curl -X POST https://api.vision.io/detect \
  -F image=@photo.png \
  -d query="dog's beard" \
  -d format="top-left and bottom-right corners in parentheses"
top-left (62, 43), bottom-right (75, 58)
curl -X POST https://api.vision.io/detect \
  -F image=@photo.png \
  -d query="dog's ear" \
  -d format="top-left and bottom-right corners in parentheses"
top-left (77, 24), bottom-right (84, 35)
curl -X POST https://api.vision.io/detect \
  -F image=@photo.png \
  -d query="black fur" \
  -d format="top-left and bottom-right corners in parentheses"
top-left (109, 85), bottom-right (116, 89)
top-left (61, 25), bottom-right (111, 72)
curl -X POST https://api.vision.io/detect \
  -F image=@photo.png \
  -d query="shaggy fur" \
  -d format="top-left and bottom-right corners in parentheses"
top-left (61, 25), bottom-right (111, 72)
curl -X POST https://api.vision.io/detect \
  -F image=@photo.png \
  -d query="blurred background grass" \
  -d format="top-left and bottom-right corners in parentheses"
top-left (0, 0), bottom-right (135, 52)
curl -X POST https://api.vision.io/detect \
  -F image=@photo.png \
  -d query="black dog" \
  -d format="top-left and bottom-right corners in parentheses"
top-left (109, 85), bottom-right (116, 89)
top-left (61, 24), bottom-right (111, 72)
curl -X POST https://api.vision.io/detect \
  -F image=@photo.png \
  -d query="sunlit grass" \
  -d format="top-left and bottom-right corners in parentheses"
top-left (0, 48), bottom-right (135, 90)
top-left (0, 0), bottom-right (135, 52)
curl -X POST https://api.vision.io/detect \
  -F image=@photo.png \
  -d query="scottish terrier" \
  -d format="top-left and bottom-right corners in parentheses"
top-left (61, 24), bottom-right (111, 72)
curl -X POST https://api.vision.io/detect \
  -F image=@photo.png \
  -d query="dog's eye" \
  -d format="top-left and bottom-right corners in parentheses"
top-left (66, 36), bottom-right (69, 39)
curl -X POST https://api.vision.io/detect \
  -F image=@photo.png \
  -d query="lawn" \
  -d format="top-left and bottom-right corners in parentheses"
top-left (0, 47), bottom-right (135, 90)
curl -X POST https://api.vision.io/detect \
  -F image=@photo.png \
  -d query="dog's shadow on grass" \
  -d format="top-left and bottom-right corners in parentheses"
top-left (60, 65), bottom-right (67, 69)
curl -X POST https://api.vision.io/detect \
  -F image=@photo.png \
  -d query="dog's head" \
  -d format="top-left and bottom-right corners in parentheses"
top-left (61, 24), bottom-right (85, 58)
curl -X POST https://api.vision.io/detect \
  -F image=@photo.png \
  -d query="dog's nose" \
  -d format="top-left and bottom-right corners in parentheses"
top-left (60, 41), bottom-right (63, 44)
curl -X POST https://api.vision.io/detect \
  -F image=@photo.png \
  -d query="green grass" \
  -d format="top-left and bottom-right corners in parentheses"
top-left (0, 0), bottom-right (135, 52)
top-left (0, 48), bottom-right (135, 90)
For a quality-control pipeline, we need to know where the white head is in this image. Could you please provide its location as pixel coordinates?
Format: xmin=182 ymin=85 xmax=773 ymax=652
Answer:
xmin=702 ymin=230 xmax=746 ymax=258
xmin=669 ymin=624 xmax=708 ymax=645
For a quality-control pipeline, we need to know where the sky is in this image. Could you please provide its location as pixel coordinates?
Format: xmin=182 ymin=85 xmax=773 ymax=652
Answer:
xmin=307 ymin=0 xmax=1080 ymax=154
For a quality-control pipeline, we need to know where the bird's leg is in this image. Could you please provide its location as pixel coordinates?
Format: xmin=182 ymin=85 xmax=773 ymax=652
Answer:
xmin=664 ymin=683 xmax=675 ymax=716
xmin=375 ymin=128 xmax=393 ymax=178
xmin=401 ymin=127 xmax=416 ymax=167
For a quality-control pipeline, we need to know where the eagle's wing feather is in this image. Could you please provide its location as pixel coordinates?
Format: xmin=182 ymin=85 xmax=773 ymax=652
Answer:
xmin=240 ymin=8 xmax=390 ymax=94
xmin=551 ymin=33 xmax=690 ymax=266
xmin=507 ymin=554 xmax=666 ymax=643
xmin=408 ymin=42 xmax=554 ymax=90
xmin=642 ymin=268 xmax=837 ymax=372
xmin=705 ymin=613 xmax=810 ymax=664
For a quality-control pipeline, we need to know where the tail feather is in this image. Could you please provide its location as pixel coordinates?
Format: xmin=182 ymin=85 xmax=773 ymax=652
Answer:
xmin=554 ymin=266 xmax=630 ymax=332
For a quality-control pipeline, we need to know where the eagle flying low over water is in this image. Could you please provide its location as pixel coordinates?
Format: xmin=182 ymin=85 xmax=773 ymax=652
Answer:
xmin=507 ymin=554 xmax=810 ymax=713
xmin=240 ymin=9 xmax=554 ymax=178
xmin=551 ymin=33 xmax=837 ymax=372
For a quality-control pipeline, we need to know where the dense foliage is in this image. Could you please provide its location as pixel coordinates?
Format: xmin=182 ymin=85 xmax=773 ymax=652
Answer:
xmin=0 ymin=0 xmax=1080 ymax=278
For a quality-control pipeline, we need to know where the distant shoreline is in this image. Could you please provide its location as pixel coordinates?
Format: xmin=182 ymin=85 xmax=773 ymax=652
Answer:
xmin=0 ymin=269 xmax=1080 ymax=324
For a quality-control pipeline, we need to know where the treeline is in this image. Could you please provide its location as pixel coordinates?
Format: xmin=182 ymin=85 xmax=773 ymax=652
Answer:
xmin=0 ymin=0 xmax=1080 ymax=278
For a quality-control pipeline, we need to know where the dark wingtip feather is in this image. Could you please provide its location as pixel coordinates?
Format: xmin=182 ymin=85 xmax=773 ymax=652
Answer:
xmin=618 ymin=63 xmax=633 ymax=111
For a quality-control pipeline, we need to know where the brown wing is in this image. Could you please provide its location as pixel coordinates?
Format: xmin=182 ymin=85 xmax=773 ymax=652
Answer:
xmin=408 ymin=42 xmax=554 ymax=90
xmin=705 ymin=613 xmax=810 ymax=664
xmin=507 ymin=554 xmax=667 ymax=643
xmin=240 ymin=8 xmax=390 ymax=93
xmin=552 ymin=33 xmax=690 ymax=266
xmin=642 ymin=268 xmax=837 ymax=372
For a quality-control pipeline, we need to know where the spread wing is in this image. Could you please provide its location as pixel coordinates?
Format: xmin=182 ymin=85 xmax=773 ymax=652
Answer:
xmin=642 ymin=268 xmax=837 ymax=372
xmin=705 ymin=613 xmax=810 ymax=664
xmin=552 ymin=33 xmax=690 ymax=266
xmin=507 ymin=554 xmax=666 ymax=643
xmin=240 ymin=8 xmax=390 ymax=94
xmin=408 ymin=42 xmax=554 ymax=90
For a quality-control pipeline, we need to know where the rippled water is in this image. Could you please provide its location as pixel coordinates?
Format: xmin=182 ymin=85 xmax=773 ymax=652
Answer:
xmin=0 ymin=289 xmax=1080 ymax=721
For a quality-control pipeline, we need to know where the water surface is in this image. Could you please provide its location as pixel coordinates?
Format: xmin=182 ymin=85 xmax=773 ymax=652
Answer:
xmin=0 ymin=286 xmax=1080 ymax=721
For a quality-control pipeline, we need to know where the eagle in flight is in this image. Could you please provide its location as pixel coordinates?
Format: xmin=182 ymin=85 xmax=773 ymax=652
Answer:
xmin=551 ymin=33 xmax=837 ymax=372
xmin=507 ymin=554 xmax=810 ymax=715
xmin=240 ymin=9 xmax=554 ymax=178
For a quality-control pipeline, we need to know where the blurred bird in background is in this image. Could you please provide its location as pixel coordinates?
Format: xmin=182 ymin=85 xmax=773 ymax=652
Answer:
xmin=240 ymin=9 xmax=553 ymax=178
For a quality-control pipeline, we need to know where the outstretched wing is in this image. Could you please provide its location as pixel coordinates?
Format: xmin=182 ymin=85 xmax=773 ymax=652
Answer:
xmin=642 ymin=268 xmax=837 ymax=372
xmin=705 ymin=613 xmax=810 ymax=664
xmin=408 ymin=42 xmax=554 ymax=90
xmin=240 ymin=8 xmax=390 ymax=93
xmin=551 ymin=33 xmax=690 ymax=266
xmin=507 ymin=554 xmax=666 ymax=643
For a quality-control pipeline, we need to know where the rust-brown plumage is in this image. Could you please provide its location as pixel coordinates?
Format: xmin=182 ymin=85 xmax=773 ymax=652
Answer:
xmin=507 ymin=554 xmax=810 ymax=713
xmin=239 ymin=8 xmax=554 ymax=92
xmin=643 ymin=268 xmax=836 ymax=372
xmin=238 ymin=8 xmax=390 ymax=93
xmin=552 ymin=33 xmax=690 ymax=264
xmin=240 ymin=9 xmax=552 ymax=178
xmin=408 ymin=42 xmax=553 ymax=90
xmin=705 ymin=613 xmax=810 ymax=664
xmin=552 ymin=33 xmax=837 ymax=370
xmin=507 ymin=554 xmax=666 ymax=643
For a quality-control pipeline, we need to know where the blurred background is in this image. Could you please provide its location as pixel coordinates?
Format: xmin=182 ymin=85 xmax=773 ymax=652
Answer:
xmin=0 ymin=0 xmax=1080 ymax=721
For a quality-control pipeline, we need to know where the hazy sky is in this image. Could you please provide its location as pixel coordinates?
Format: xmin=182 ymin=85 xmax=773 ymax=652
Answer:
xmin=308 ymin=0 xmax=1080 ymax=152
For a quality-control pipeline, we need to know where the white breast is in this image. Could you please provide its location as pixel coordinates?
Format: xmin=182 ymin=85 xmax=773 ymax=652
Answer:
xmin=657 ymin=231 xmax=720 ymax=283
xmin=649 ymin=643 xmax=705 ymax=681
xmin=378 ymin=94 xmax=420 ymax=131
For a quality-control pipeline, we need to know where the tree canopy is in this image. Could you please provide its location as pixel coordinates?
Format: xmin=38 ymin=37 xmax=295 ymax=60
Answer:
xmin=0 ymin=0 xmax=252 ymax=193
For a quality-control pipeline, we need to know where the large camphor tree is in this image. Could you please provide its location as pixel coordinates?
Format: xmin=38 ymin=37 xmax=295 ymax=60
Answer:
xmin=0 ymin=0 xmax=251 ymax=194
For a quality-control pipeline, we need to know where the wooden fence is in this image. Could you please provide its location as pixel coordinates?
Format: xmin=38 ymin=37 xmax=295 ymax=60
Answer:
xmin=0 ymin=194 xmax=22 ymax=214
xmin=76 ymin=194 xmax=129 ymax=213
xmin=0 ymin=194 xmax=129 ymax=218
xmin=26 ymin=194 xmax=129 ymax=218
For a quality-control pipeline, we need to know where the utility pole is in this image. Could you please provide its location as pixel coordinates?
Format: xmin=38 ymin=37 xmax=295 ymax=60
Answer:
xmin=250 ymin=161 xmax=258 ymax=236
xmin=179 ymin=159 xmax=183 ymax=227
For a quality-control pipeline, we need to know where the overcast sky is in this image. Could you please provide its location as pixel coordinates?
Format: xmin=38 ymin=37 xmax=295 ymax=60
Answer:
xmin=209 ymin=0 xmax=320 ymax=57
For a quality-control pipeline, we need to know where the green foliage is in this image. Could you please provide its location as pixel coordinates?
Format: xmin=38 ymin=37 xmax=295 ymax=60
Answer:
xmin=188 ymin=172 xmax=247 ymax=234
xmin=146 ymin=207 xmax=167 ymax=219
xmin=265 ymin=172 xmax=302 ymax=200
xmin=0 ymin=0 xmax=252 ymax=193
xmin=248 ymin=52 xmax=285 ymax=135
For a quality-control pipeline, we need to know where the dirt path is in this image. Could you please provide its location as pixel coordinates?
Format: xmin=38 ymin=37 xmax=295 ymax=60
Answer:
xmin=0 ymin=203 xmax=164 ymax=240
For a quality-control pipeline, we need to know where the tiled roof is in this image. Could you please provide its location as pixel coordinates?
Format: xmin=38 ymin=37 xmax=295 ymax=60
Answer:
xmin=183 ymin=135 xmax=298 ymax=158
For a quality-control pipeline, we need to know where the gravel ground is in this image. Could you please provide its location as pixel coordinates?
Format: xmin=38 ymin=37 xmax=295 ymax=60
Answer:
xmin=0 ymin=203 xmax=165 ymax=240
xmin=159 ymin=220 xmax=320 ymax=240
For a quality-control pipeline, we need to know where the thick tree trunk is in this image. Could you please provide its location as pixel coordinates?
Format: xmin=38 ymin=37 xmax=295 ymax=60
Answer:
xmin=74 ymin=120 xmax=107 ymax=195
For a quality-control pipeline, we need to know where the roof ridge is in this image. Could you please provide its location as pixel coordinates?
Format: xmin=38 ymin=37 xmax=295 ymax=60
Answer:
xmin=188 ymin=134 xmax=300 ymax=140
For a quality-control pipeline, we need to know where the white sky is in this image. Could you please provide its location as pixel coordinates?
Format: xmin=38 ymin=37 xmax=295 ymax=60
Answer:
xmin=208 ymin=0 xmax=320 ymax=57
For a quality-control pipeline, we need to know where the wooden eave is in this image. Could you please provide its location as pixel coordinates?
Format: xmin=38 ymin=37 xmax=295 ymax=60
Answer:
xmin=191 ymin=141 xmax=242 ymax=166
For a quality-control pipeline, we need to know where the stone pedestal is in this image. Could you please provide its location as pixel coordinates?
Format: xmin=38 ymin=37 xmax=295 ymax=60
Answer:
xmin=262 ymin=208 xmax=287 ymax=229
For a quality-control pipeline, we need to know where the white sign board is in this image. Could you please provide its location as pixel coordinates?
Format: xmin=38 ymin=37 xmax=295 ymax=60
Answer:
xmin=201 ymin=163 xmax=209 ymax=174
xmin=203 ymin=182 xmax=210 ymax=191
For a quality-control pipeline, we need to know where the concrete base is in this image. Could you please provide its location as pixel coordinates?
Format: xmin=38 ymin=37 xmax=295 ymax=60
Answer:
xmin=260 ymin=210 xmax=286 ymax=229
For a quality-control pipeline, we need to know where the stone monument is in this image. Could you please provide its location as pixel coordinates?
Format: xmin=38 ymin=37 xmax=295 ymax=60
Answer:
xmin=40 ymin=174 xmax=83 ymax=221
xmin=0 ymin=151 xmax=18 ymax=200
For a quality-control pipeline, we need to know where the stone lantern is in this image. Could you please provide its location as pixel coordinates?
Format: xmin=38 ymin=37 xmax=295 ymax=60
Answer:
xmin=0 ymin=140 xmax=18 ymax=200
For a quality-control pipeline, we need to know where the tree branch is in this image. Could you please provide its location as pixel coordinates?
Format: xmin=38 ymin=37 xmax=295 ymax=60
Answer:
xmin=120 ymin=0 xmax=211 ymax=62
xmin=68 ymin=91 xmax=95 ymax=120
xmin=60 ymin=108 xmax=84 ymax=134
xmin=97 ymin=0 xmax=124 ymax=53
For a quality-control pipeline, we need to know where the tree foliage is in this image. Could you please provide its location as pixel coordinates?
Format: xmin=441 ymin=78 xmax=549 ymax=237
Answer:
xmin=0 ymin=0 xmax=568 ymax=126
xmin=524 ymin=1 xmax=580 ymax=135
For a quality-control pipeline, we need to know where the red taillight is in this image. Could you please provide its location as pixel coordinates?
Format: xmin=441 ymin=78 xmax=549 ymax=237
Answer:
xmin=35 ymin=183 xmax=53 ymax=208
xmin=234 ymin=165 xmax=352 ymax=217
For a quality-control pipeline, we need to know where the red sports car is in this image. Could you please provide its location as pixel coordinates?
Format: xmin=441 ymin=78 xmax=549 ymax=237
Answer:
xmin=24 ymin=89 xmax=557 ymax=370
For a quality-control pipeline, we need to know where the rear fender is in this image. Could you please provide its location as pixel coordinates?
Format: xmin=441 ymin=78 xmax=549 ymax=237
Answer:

####################

— Problem to solve —
Above this line, reproduce without change the stretch from the line containing "the blurred background" through the line containing "xmin=0 ymin=0 xmax=1080 ymax=721", counting both of those lines.

— Response to the exercise —
For a quality-control pipeline, we need to know where the blurred background is in this image. Could you please provide its location as pixel coordinates?
Format: xmin=182 ymin=85 xmax=773 ymax=652
Answer:
xmin=0 ymin=0 xmax=1080 ymax=721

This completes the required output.